— BEGIN Page —

The very worst, and most distracting, noise I ever heard is while seeing Bellini's Norma, some woman asked the man who accompanied her to translate every word... So the whole time, they were whispering back and forth. Finally, after repeated warnings, the usher asked them to leave.

Also annoying is humming. I can fully understand being inspired by the music that you know and love, but for heaven's sake, have a little consideration for the other concert goers! 

Concert goer: "Sir, your humming is an exquisite accompaniment! I can tell that you must also be an accomplished singer; dare I say, better even than Pavarotti!"
Hummer: "Oh goodness, no, I'm not that good."
Concert goer: "Well then, shut up."

That's an old exchange my piano teacher always liked to repeat.


----------



## Novelette (Dec 12, 2012)

Being one is sometimes seized by the desire to move his hands, gesticulating--nearly conducting--I do my best not to disturb my fellow patrons by clasping my hands together during a concert.


----------



## sospiro (Apr 3, 2010)

Novelette said:


> The very worst, and most distracting, noise I ever heard is while seeing Bellini's Norma, some woman asked the man who accompanied her to translate every word... So the whole time, they were whispering back and forth. Finally, after repeated warnings, the usher asked them to leave.


 Oh that must have been awful, good that they were asked to leave but why on earth didn't they just stop!!



Novelette said:


> Also annoying is humming. I can fully understand being inspired by the music that you know and love, but for heaven's sake, have a little consideration for the other concert goers!
> 
> Concert goer: "Sir, your humming is an exquisite accompaniment! I can tell that you must also be an accomplished singer; dare I say, better even than Pavarotti!"
> Hummer: "Oh goodness, no, I'm not that good."
> ...


I'll have to remember that one!


----------



## Novelette (Dec 12, 2012)

Sospiro, I suppose it's just habit for those people?

But it's a maddening habit. Sometimes I will encounter people in the movie theater doing similar things:

Someone misses a sentence but then asks their friend to repeat what they missed or didn't hear. Or they will even ask someone to clarify the meaning of a statement. What seems to escape them is, while they are trying to understand some sentence, they are missing five or six more. So the act of catching up puts them even farther behind.

— END Page —
— BEGIN Dataset records —

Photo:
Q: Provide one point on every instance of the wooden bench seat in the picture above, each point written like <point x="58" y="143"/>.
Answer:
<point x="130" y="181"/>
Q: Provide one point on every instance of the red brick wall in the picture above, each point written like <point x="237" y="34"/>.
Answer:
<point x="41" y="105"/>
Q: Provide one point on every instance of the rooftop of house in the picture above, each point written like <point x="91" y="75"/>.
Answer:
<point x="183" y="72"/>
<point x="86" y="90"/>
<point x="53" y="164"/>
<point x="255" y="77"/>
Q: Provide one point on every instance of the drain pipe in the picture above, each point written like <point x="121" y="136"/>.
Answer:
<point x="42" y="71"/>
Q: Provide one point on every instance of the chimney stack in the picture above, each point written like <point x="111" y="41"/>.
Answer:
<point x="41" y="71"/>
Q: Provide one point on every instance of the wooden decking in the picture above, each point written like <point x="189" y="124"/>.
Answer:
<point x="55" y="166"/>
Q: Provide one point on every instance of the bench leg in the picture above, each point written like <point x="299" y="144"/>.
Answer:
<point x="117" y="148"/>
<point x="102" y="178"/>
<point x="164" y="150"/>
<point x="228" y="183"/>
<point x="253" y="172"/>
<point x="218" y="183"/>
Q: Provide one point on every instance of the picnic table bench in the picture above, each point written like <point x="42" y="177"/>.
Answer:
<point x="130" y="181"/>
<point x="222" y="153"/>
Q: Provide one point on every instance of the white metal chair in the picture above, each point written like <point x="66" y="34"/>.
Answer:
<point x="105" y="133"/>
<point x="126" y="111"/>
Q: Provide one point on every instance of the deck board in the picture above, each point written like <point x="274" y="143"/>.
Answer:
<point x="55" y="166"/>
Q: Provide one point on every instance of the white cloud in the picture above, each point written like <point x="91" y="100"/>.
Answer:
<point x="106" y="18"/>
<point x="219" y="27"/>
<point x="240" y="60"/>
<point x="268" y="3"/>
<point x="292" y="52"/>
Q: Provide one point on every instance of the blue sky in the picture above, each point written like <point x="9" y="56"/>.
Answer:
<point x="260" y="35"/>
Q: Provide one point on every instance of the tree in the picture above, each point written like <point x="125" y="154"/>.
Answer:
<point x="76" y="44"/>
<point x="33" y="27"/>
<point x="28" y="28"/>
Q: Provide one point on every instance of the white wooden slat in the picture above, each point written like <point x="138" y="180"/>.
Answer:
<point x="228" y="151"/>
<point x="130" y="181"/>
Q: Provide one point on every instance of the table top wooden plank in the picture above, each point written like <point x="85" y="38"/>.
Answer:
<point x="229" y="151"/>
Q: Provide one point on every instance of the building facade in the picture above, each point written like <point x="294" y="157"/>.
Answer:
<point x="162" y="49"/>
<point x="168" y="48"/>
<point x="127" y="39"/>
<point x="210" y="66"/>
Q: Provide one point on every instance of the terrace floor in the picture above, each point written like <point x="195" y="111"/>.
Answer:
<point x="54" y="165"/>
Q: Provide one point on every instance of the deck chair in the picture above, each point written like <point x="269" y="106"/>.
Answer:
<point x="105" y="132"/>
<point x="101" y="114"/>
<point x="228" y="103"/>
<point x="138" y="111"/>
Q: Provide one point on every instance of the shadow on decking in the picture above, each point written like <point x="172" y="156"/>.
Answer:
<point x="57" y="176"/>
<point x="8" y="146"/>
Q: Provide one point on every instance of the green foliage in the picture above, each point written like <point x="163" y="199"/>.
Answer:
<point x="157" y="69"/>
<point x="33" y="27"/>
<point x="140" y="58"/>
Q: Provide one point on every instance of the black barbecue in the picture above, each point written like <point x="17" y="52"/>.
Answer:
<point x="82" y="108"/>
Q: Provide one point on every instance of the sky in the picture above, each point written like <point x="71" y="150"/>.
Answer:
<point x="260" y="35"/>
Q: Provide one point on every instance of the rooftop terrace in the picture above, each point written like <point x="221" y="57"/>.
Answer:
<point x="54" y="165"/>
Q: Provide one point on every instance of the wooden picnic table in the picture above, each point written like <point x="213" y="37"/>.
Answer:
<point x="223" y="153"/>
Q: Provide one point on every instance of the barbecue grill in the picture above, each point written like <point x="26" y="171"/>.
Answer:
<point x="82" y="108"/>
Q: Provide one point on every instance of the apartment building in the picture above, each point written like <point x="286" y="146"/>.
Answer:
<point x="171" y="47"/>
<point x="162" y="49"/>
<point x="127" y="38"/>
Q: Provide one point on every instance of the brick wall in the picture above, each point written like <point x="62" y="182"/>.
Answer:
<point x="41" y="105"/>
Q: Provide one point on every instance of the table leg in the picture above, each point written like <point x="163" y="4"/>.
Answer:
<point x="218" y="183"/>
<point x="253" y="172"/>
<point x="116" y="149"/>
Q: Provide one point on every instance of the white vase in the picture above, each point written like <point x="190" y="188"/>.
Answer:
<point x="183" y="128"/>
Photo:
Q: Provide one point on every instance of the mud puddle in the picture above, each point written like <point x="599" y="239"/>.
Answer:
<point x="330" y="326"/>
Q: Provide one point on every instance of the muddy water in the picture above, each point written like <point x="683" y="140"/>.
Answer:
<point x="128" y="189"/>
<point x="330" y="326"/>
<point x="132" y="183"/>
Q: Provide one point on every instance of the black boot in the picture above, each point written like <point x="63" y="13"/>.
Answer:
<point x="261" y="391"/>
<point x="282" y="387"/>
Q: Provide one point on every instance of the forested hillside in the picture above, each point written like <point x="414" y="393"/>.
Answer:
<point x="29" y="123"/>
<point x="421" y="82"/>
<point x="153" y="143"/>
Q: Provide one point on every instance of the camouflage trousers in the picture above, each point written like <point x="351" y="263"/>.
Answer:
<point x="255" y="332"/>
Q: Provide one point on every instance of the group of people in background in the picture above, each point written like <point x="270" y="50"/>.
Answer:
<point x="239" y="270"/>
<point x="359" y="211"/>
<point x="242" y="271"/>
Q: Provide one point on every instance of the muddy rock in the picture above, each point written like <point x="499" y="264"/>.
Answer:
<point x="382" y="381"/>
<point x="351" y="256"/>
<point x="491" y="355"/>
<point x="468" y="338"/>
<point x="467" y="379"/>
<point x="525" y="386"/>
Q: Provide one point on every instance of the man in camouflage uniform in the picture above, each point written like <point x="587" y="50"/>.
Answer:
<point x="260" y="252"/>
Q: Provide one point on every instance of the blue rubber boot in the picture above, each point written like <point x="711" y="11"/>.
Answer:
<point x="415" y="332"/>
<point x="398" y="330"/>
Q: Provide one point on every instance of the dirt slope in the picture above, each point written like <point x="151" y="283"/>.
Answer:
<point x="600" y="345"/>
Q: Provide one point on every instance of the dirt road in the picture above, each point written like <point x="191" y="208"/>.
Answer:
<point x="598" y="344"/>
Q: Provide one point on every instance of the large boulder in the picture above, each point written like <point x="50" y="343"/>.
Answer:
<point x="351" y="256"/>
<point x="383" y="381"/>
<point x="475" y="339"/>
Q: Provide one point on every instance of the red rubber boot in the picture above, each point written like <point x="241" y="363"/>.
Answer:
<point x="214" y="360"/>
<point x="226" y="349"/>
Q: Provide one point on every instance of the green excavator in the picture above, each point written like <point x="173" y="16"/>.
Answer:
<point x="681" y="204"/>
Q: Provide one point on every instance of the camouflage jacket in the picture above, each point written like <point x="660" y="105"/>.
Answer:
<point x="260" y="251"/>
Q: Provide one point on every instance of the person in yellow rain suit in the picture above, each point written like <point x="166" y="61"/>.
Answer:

— END Dataset records —

• _Problem description_
Can you copy the thread on concert noise, starting with "That's an old" and going on through "during a concert.", but change "piano teacher" to "voice teacher"? You won't need the items for this.

• _Output_
That's an old exchange my voice teacher always liked to repeat.


----------



## Novelette (Dec 12, 2012)

Being one is sometimes seized by the desire to move his hands, gesticulating--nearly conducting--I do my best not to disturb my fellow patrons by clasping my hands together during a concert.